### Exercise prompt
Take the records below and set them down exactly, so that every line matches the original.

### Extracted records

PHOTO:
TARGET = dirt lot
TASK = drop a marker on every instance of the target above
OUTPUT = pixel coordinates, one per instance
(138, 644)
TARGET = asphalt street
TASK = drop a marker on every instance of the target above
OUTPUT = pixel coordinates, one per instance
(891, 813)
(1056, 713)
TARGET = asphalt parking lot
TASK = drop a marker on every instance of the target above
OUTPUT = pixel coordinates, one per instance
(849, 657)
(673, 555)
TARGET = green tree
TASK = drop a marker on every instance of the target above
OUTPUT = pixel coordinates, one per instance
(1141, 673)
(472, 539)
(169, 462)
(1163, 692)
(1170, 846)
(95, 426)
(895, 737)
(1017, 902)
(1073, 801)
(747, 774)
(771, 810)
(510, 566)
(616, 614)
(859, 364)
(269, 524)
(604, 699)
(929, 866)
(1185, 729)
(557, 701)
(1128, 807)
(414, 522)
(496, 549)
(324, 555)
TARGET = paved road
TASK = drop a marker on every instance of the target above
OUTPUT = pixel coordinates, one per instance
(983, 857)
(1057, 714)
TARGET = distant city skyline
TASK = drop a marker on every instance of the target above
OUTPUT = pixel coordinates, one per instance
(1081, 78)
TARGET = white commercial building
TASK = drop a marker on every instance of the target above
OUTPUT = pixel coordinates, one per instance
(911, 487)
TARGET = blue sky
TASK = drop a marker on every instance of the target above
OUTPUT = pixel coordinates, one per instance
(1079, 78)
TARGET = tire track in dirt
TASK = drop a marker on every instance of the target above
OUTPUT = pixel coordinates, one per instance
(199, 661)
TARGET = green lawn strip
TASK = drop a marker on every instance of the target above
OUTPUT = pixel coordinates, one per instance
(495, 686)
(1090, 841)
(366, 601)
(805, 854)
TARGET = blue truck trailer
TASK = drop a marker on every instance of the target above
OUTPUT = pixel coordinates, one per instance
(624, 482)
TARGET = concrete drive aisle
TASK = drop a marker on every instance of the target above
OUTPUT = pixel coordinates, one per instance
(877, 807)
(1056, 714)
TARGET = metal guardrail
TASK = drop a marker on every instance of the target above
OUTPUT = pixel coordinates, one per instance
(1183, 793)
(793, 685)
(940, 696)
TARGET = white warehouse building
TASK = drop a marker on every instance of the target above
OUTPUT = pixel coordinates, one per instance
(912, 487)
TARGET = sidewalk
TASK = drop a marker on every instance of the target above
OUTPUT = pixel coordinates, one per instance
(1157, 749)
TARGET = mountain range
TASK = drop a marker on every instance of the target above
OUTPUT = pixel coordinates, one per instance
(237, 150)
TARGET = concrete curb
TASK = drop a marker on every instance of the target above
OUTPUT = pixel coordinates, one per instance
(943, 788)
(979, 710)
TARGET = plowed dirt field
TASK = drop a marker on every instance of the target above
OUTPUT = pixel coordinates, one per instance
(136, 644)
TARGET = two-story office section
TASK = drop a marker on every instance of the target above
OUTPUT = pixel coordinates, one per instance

### Task answer
PHOTO:
TARGET = dirt lot
TASK = drop a marker on every instance of the target above
OUTPUT = pixel coordinates, one per instance
(138, 644)
TARGET = asphalt street
TASK = drop a marker on every instance of the target above
OUTPUT = pixel coordinates, one per instance
(891, 813)
(1056, 713)
TARGET = asphalt parking lot
TASK = drop a marker on every instance of the target above
OUTPUT = pixel coordinates, one per instance
(849, 657)
(673, 555)
TARGET = green tree
TASK = drop a marker on every instance of the target above
OUTPUT = pixel coordinates, one per instance
(1141, 673)
(472, 539)
(169, 462)
(1163, 692)
(1170, 846)
(95, 426)
(895, 737)
(1017, 902)
(1073, 801)
(747, 774)
(771, 810)
(510, 566)
(616, 614)
(859, 364)
(269, 524)
(604, 699)
(929, 866)
(1185, 729)
(557, 701)
(1128, 807)
(414, 522)
(496, 549)
(324, 555)
TARGET = paved road
TASK = drop a marker on every instance of the target above
OUTPUT = pixel coordinates, one per instance
(983, 857)
(1057, 714)
TARGET = distant city skyline
TASK = drop a marker on every instance of the target above
OUTPUT = pixel coordinates, one per instance
(1081, 78)
TARGET = white commercial building
TASK = drop a marker on every instance of the target above
OUTPUT = pixel coordinates, one per instance
(911, 487)
TARGET = blue sky
TASK = drop a marker on every instance of the target above
OUTPUT = pixel coordinates, one per instance
(1079, 78)
TARGET = tire track in dirt
TASK = drop a marker on every instance of the target above
OUTPUT = pixel coordinates, one per instance
(199, 661)
TARGET = green lawn strip
TASK = drop a marker on every instance of the target above
OUTPUT = pixel coordinates, one per instance
(495, 686)
(1090, 841)
(366, 601)
(805, 854)
TARGET = blue truck trailer
TASK = drop a marker on every instance of the target above
OUTPUT = pixel coordinates, one per instance
(624, 482)
TARGET = concrete drive aisle
TASK = drop a marker on every instance of the target above
OUTPUT = pixel coordinates, one per instance
(877, 807)
(1056, 714)
TARGET = metal guardrail
TASK = drop a marker on every instance of the target above
OUTPUT = pixel coordinates, one per instance
(1183, 793)
(793, 685)
(940, 696)
TARGET = white warehouse building
TASK = drop a marker on every instance of the target above
OUTPUT = pixel coordinates, one per instance
(912, 487)
TARGET = sidewalk
TASK = drop a marker on every instance of the target above
OUTPUT = pixel coordinates, one per instance
(1157, 749)
TARGET = mountain range
TASK = drop a marker on every instance of the target above
OUTPUT = pixel coordinates, one per instance
(237, 150)
TARGET = concrete curb
TASK = drop a marker on every instance of the target above
OUTPUT = pixel coordinates, one per instance
(943, 788)
(979, 710)
TARGET = plowed dirt field
TASK = drop a marker on every instance of the target above
OUTPUT = pixel coordinates, one per instance
(136, 644)
TARGET = two-story office section
TASK = drop a marker on every instance of the target above
OUTPUT = pixel coordinates, one per instance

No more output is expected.